Page excerpt
• • • • •

Such are the works published by Mr. Accum; from the notices before the public we learn that he has now in the press two works; namely, a System of Chemistry for self Instruction, after the method of Sir Humphry Davy, and a Description of the Chemical Apparatus and Instruments employed in operative and experimental Chemistry.

ART. XII.—The Life of the Right Honourable John Philpot Curran, late Master of the Rolls in Ireland. By his Son, WILLIAM HENRY CURRAN, Barrister-at-Law. 8vo. [2 vols. pp. 970. London.] New-York. 1 vol. William H. Creagh, 1820.

[From the Edinburgh Review-May, 1820. We can only extract those parts which relate to Curran's colloquial humour-his wit and eloquence at the bar-to the insurrection in Ireland, of 1803—and to the character of Irish oratory.]

THIS is really a very good book; and not less instructive in its moral, and general scope, than curious and interesting in its details. It is a mixture of Biography and History—and avoids the besetting sins of both species of composition-neither exalting the hero of the biography into an idol, nor deforming the history of a most agitated period with any spirit of violence or exaggeration. It is written, on the contrary, as it appears to us, with singular impartiality and temper-and the style is not less remarkable than the sentiments: For though it is generally elegant and spirited, it is without any of those peculiarities which the age, the parentage, and the country of the author, would lead us to expect:-And we may say, indeed, of the whole work, looking both to the matter and the manner, that it has no defects from which it could be gathered that it was written either by a Young man-or an Irishman -or by the Son of the person whose history it professes to record -though it has attractions which probably could not have existed under any other conditions.

• • • • •

Excerpted records

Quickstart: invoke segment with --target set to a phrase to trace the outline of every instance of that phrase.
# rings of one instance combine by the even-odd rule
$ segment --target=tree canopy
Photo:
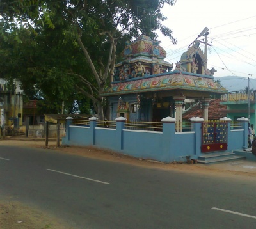
[[[79,91],[102,119],[100,95],[113,77],[116,49],[141,34],[157,40],[157,29],[176,43],[161,11],[175,1],[2,0],[0,52],[8,61],[1,74],[49,99],[67,100]]]

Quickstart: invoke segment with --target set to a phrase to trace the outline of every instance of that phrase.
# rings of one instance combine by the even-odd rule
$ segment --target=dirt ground
[[[21,141],[17,139],[0,139],[1,145],[15,145],[20,147],[29,147],[55,150],[58,152],[79,155],[90,158],[100,159],[120,163],[133,164],[138,166],[158,168],[168,170],[175,170],[182,173],[200,173],[201,174],[214,175],[217,176],[241,177],[241,178],[249,179],[256,177],[256,173],[253,171],[239,171],[227,170],[221,168],[204,166],[202,164],[188,164],[177,162],[177,163],[163,164],[152,160],[136,159],[121,155],[116,152],[88,147],[56,146],[56,142],[49,142],[49,146],[45,146],[44,141]],[[40,209],[33,206],[25,206],[23,203],[13,201],[12,198],[2,200],[0,195],[0,228],[1,229],[37,229],[37,228],[70,228],[59,219],[43,212]]]

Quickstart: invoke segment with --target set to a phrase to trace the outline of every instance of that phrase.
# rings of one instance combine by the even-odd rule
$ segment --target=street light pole
[[[149,17],[150,17],[150,24],[149,24],[149,33],[148,33],[148,35],[149,36],[150,36],[150,34],[151,34],[151,12],[149,12],[148,10],[147,10],[147,9],[140,7],[140,6],[137,6],[137,19],[138,19],[138,8],[140,8],[141,9],[143,9],[143,11],[142,12],[143,14],[145,14],[146,12],[148,12],[149,13]]]
[[[208,32],[208,27],[205,27],[204,30],[200,33],[200,34],[197,36],[197,38],[196,39],[195,39],[195,40],[188,47],[188,50],[190,46],[191,46],[191,45],[200,37],[201,37],[202,36],[204,36],[205,35],[205,33],[206,32]]]
[[[208,45],[208,35],[209,32],[208,31],[205,33],[204,35],[205,38],[205,43],[204,43],[204,54],[205,56],[205,70],[207,69],[207,45]]]

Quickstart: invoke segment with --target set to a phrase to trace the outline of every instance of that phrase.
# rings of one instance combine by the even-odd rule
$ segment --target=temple
[[[205,69],[206,54],[199,44],[195,40],[173,70],[164,61],[164,49],[148,36],[126,42],[111,85],[101,95],[109,102],[110,120],[123,116],[127,121],[160,122],[170,116],[177,120],[176,131],[182,131],[184,101],[192,99],[200,101],[202,118],[207,121],[211,96],[227,91],[214,82],[214,68]]]

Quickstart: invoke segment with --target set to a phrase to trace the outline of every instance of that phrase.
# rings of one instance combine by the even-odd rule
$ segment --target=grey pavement
[[[246,159],[216,163],[205,166],[221,170],[256,173],[256,162]]]

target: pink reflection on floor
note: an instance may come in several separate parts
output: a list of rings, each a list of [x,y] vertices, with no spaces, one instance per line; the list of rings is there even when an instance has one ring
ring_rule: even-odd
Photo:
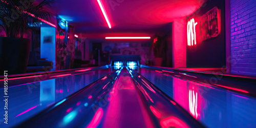
[[[99,124],[101,118],[103,116],[103,110],[101,108],[99,108],[95,113],[95,114],[93,117],[93,119],[90,122],[89,124],[86,127],[87,128],[94,128],[96,127]]]
[[[111,99],[103,127],[154,127],[152,120],[132,83],[130,74],[123,71],[111,92]]]

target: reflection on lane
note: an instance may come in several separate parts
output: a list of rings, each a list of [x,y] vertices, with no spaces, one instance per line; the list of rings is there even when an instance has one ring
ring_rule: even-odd
[[[25,120],[110,72],[108,69],[10,87],[9,126]],[[0,124],[3,123],[4,120],[0,119]]]
[[[211,127],[256,127],[256,98],[141,69],[142,76]]]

• • • • •

Requirement 1
In the review of the Curran biography, what office had John Philpot Curran held?
Requirement 2
Write the next part of the review of the Curran biography, picking up right after its last sentence.

Expected answer 1
He was Master of the Rolls in Ireland.

Expected answer 2
Mr. Curran's parentage and early life are now of no great consequence. He was born, however, of respectable parents, and received a careful and regular education. He was a little wild at college; but left it with the character of an excellent scholar, and was universally popular among his associates, not less for his amia

ble temper than his inexhaustible vivacity. He wrote baddish verses at this time, and exercised himself in theological discourses; for his first destination was for the Church, and be afterwards took to the Law, very much to his mother's disappointment and mortification-who was never reconciled to the change—and used, even in the meridian of his fame, to lament what a mighty preacher had been lost to the world,-and to exclaim, that, but for his versatility, she might have died the mother of a Bishop! It was better as it was. Unquestionably he might have been a very great preacher; but we doubt whether he would have been a good parish priest, or even an exemplary bishop.

Irish lawyers are obliged to keep their terms in London; and, for the poorer part of them, it seems to be but a dull and melancholy noviciate. During the three years he passed in the metropolis, he seems to have entered into no society, and never to have come in contact with a single distinguished individual. He saw Garrick on the stage, and Lord Mansfield on the bench; and this exhausts his list of illustrious men in London. His only associates seem to have been a few of his countrymen, as poor and forlorn as himself. Yet the life they lived seems to have been virtuous and honourable. They contracted no debts, and committed no excesses. Curran himself rose early, and read diligently till dinner; and, in the evening he usually went, as much for improvement as relaxation, to a sixpenny debating club. For a long time, however, he was too nervous and timid to act any other part than that of an auditor. He used often to give an account of this in after life himself; and as the following seems to have been taken down by the author from his own lips, we gladly take the opportunity of inserting it, both as the most authentic account of the fact, and as a specimen of that colloquial pleasantry for which he is here so lavishly commended.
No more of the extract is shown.